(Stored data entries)
================================

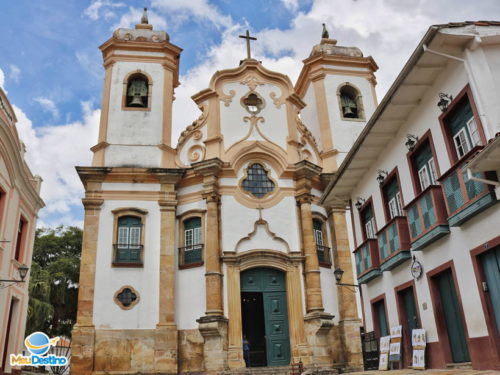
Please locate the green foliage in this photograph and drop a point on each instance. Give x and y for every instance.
(54, 280)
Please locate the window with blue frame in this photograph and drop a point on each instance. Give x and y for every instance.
(128, 245)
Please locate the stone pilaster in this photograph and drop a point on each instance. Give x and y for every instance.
(166, 334)
(349, 322)
(213, 326)
(317, 323)
(83, 343)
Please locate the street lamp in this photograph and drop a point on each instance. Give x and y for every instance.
(23, 271)
(339, 272)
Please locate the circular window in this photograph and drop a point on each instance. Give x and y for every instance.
(126, 297)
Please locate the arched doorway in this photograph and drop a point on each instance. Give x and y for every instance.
(265, 316)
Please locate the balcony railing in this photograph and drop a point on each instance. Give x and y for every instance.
(324, 256)
(465, 198)
(191, 256)
(427, 217)
(394, 243)
(367, 260)
(127, 255)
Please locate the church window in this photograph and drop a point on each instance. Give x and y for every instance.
(253, 103)
(126, 297)
(257, 181)
(191, 254)
(137, 91)
(351, 104)
(128, 246)
(320, 238)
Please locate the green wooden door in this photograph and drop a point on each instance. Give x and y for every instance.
(411, 318)
(491, 267)
(272, 284)
(452, 317)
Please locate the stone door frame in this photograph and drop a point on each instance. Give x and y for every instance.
(290, 264)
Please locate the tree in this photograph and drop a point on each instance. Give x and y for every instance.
(54, 280)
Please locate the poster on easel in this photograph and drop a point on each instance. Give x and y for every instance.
(385, 344)
(418, 342)
(395, 346)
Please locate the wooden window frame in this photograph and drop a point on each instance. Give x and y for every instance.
(182, 241)
(475, 253)
(368, 202)
(129, 211)
(394, 174)
(324, 232)
(125, 86)
(466, 92)
(427, 137)
(21, 238)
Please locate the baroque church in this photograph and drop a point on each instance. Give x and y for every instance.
(190, 250)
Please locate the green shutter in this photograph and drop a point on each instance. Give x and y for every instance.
(428, 211)
(453, 193)
(457, 120)
(414, 221)
(422, 156)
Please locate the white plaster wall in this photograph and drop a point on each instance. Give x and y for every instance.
(135, 127)
(456, 246)
(234, 128)
(282, 220)
(309, 115)
(108, 279)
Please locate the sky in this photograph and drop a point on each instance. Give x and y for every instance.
(51, 67)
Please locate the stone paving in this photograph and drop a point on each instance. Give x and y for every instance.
(427, 372)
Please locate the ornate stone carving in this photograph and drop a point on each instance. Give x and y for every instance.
(227, 98)
(252, 82)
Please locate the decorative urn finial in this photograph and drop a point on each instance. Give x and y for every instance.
(144, 18)
(325, 34)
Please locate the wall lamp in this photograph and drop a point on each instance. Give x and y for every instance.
(381, 175)
(359, 202)
(339, 272)
(23, 271)
(444, 100)
(411, 140)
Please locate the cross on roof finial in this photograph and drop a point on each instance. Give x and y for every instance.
(260, 212)
(248, 38)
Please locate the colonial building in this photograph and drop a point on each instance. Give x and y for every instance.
(19, 205)
(422, 185)
(188, 251)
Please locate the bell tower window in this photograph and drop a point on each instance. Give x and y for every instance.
(351, 104)
(137, 91)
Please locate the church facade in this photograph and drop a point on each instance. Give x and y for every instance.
(190, 251)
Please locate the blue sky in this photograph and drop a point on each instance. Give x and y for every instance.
(50, 65)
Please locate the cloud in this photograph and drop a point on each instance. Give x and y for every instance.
(201, 9)
(52, 152)
(291, 5)
(102, 8)
(15, 73)
(48, 105)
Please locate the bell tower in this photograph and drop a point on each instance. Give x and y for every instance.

================================

**Your task**
Each line above is to be transcribed exactly, though its pictures are not.

**Result for this task**
Please locate the green foliage in this photograph and drop a point on each instance. Give x and y for every instance.
(54, 280)
Please locate the window with blue frame in this photograph and drop a point on each instance. Give x and y for every instance.
(128, 245)
Please locate the stone pilaster in this photograph and drop a point on each instance. Give x and y for every instance.
(166, 334)
(349, 322)
(213, 326)
(317, 323)
(83, 343)
Please locate the street lamp in this photograph and drop a point on each instance. Give x and y for every instance.
(23, 271)
(339, 272)
Please locate the circular window in this photograph and drop a point on each instance. Give x and y for every instance.
(126, 297)
Please locate the arched doorway in this photograph and drop a point on each instance. Give x and y for every instance.
(265, 316)
Please locate the balcony railing in this photograph and drop a point on each instance. Give x and y for every instance.
(324, 256)
(465, 198)
(191, 256)
(427, 217)
(394, 243)
(367, 260)
(127, 255)
Please locate the church window in this photograph and drop a point on each instance. Give x and y for every instance.
(253, 103)
(126, 297)
(257, 181)
(191, 254)
(137, 91)
(351, 104)
(128, 246)
(320, 238)
Please locate the green wooden door in this photograph and drop a point on each instance. Give x and y for every instance.
(411, 318)
(491, 267)
(272, 284)
(452, 317)
Please locate the stone door frame in this photograph and drop a point on each instance. Give x and y for every instance.
(290, 264)
Please locate the tree in this photograph and drop a point on each instance. Give x and y for every instance.
(54, 280)
Please locate the poster on easel in this photograph and drop a point on each instance. Give x and y for every instance.
(385, 344)
(418, 342)
(395, 346)
Please locate the wooden window frame in this photograph and drop a point on each instance. Give x and y for every instance.
(182, 241)
(475, 253)
(368, 202)
(129, 211)
(394, 174)
(324, 232)
(125, 86)
(466, 92)
(427, 137)
(21, 238)
Please locate the baroque church in this photograph and drop a point on each instance. Give x and y for every instance.
(190, 250)
Please locate the green shutter in this photograph and drop a point on each instance. Give x and y for every instance.
(428, 211)
(453, 193)
(457, 120)
(414, 221)
(422, 156)
Please locate the white plaster wall in this photograph and drop a point on each instance. Give x and y for every instance.
(135, 127)
(456, 246)
(234, 128)
(282, 220)
(309, 115)
(108, 279)
Please locate the sky in this photograph and drop a point on each instance. Give x and y for every instance.
(51, 67)
Please locate the stone paving in this photograph and drop a point on each instance. Give x and y for every instance.
(427, 372)
Please locate the ornate stone carving in this photograph and drop a point on each instance. Give x and y for every instance.
(227, 98)
(252, 82)
Please locate the decorative urn finial in this photograph and drop a point on each instance. Give x and y for every instance.
(144, 18)
(325, 34)
Please locate the wall lamp in this photograph and drop a point on each instance. Give x and y for every instance.
(381, 175)
(359, 202)
(339, 272)
(23, 271)
(444, 100)
(411, 140)
Please locate the cross on roof finial in this photograph and drop a point on each instance. Give x and y for every instance.
(260, 212)
(248, 38)
Please locate the colonial building in this photograph and drop a point on each instance. Give x and y for every instance.
(19, 205)
(422, 185)
(188, 251)
Please locate the bell tower window in this photograph and drop a point on each instance. Give x and y for every instance.
(351, 104)
(137, 91)
Please locate the church facade in this photograph and drop a point on each instance. Give x and y for every instance.
(190, 251)
Please locate the blue sky in this photograph and drop a point on each instance. Give x and y for every instance.
(50, 65)
Please locate the cloud in this photograph and drop a point on each instance. Give x and y for every instance.
(201, 9)
(52, 152)
(291, 5)
(102, 8)
(15, 73)
(48, 105)
Please locate the bell tower in this photograph and drop a point on each instance. Give x and y for every instance.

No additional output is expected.